• [Assignment]:
Where a line of the listing below holds "woman", add it to the tally; give only the final number.

• [Provided entries]:
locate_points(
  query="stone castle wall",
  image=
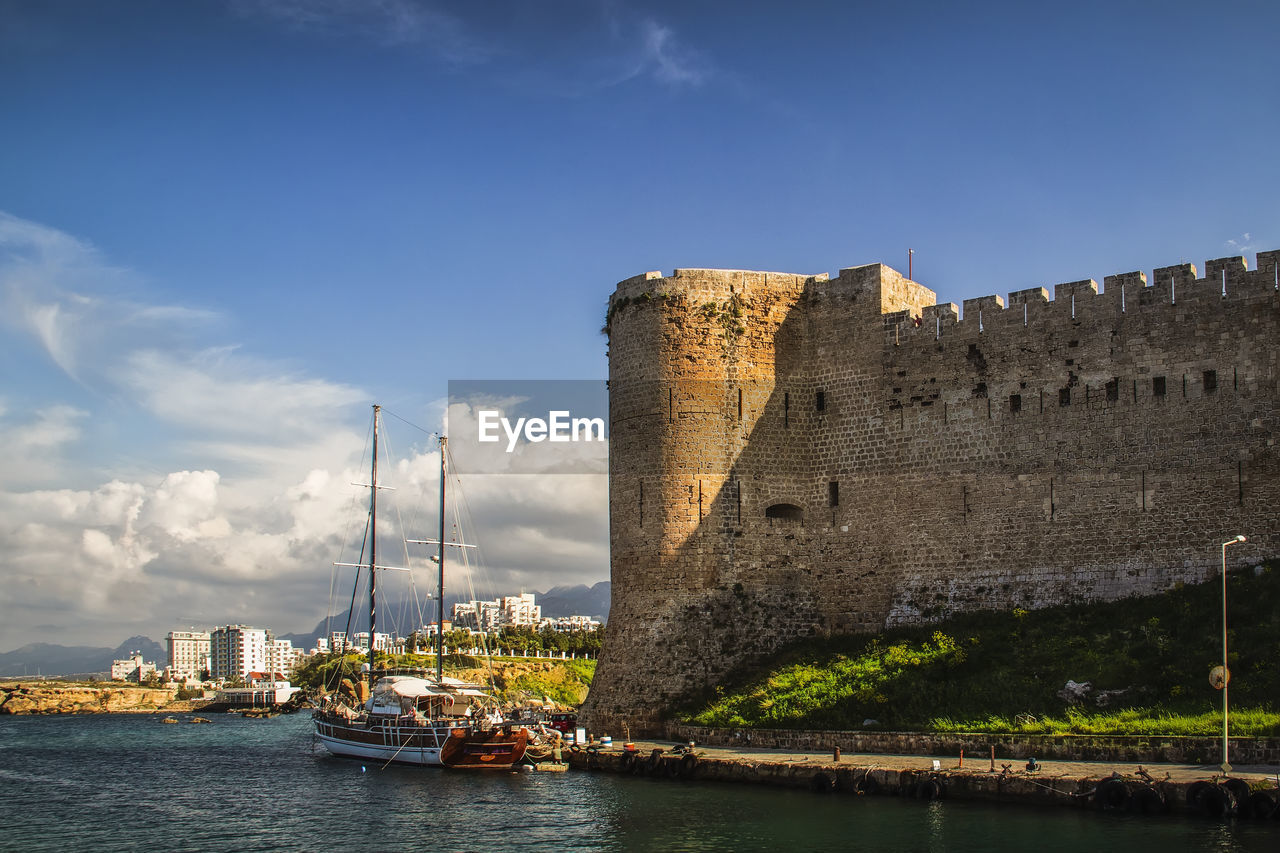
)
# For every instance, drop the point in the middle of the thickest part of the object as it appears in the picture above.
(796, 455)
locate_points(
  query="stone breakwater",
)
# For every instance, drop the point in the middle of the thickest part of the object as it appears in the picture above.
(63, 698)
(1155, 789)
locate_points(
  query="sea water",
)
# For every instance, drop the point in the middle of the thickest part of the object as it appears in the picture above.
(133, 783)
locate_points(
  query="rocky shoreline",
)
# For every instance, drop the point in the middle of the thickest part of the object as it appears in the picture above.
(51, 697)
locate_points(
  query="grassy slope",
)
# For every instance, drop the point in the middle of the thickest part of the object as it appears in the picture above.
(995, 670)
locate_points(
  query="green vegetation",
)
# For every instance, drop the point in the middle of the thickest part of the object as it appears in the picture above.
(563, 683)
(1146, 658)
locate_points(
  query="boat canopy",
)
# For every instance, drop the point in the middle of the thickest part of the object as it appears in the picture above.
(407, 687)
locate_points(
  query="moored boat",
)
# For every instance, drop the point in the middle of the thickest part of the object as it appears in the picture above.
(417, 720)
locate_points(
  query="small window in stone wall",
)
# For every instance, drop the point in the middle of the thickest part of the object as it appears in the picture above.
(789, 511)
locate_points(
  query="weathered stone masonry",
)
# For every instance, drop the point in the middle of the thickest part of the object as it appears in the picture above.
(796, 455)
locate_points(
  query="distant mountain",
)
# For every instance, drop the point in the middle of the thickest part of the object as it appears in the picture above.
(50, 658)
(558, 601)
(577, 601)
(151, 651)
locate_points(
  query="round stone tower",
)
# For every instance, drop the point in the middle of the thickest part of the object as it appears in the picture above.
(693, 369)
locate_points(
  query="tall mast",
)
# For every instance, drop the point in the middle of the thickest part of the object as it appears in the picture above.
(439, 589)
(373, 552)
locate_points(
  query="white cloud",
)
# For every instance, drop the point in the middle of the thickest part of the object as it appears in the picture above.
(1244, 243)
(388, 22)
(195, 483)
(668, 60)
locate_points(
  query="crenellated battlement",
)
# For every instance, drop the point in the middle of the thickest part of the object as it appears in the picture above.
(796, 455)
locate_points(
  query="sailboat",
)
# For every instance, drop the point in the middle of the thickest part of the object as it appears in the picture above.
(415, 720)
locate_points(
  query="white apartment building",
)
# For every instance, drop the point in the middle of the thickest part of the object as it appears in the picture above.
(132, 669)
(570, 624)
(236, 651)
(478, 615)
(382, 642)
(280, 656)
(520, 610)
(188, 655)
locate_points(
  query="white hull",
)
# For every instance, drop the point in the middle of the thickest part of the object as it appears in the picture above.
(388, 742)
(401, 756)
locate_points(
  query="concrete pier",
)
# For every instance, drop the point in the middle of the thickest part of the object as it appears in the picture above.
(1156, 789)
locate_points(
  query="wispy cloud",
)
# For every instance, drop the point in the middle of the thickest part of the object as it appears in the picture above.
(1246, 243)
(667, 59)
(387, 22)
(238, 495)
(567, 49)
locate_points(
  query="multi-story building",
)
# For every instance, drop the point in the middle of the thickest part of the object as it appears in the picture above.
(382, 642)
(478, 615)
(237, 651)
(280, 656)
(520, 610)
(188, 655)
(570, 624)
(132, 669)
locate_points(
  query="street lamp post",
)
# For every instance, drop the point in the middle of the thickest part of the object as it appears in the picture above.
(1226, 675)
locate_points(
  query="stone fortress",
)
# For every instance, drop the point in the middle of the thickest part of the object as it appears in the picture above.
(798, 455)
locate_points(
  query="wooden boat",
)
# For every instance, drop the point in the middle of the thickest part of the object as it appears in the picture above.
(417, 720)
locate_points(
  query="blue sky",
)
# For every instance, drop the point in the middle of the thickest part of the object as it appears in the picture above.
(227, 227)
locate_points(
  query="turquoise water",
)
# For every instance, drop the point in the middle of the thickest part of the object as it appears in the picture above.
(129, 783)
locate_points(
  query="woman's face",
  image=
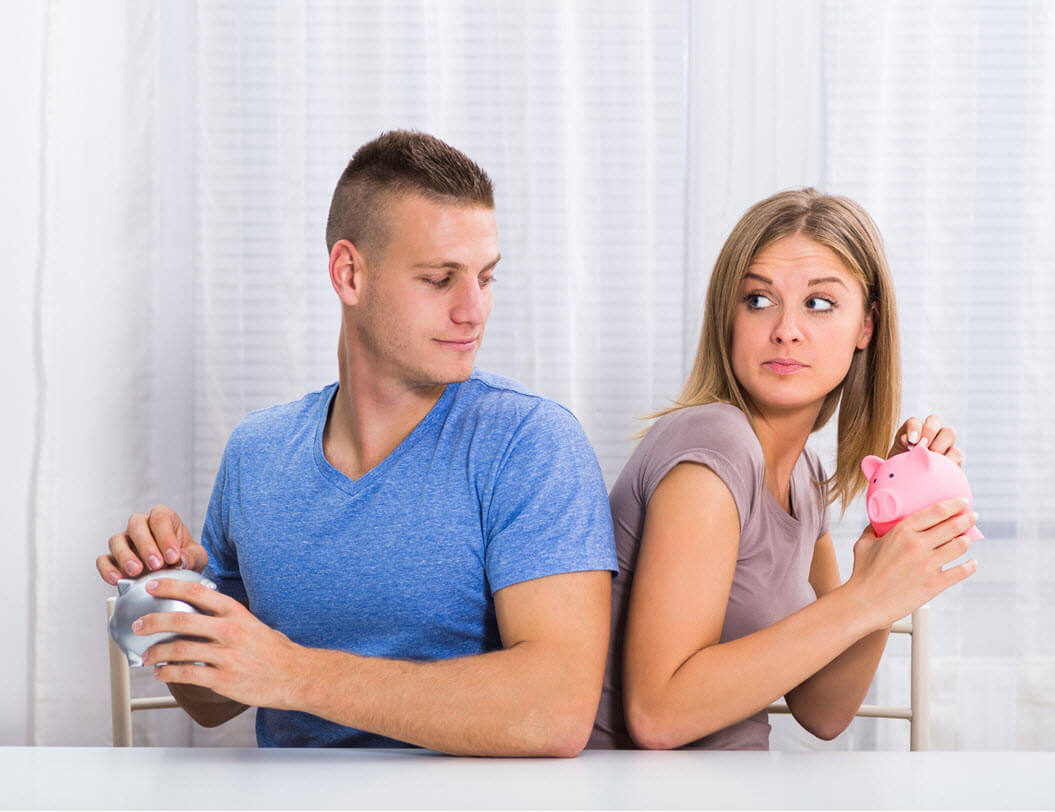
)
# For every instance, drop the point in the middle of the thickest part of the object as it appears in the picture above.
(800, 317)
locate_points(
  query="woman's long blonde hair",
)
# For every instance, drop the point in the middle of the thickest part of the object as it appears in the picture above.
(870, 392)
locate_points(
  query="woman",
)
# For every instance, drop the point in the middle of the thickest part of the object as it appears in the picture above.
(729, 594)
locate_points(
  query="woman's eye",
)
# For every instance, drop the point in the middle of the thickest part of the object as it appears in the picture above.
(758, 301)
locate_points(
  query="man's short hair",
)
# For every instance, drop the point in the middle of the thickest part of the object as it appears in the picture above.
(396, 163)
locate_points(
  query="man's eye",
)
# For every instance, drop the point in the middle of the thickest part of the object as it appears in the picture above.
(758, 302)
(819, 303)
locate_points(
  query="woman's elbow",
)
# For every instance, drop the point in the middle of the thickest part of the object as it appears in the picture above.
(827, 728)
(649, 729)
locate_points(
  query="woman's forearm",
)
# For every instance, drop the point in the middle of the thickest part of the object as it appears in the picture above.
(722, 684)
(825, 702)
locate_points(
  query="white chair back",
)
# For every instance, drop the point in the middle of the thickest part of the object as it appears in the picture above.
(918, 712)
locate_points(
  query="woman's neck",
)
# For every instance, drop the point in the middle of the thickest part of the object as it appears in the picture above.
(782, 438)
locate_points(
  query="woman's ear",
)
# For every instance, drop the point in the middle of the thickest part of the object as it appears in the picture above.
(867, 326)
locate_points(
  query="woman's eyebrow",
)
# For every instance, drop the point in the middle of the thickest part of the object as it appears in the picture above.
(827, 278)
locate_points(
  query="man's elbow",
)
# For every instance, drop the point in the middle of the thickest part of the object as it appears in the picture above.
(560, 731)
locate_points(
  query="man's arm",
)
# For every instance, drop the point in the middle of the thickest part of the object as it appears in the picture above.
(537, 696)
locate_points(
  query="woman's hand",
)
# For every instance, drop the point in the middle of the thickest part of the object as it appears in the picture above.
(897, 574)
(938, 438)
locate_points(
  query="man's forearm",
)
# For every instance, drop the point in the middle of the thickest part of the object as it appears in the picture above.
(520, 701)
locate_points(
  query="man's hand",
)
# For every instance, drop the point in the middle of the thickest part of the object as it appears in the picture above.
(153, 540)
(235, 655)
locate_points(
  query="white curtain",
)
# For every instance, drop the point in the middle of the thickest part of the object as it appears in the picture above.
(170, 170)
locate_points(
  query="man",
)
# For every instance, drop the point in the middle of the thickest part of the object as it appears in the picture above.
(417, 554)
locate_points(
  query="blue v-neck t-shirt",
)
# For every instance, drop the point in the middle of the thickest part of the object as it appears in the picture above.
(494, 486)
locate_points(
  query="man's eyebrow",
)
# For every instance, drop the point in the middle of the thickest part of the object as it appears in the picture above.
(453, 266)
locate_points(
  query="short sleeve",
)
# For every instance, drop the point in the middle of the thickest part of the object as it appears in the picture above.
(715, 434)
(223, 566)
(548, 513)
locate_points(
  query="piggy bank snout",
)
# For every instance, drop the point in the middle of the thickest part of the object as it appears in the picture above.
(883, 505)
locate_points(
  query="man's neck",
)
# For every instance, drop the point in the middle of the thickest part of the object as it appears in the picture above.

• [Solution to the exercise]:
10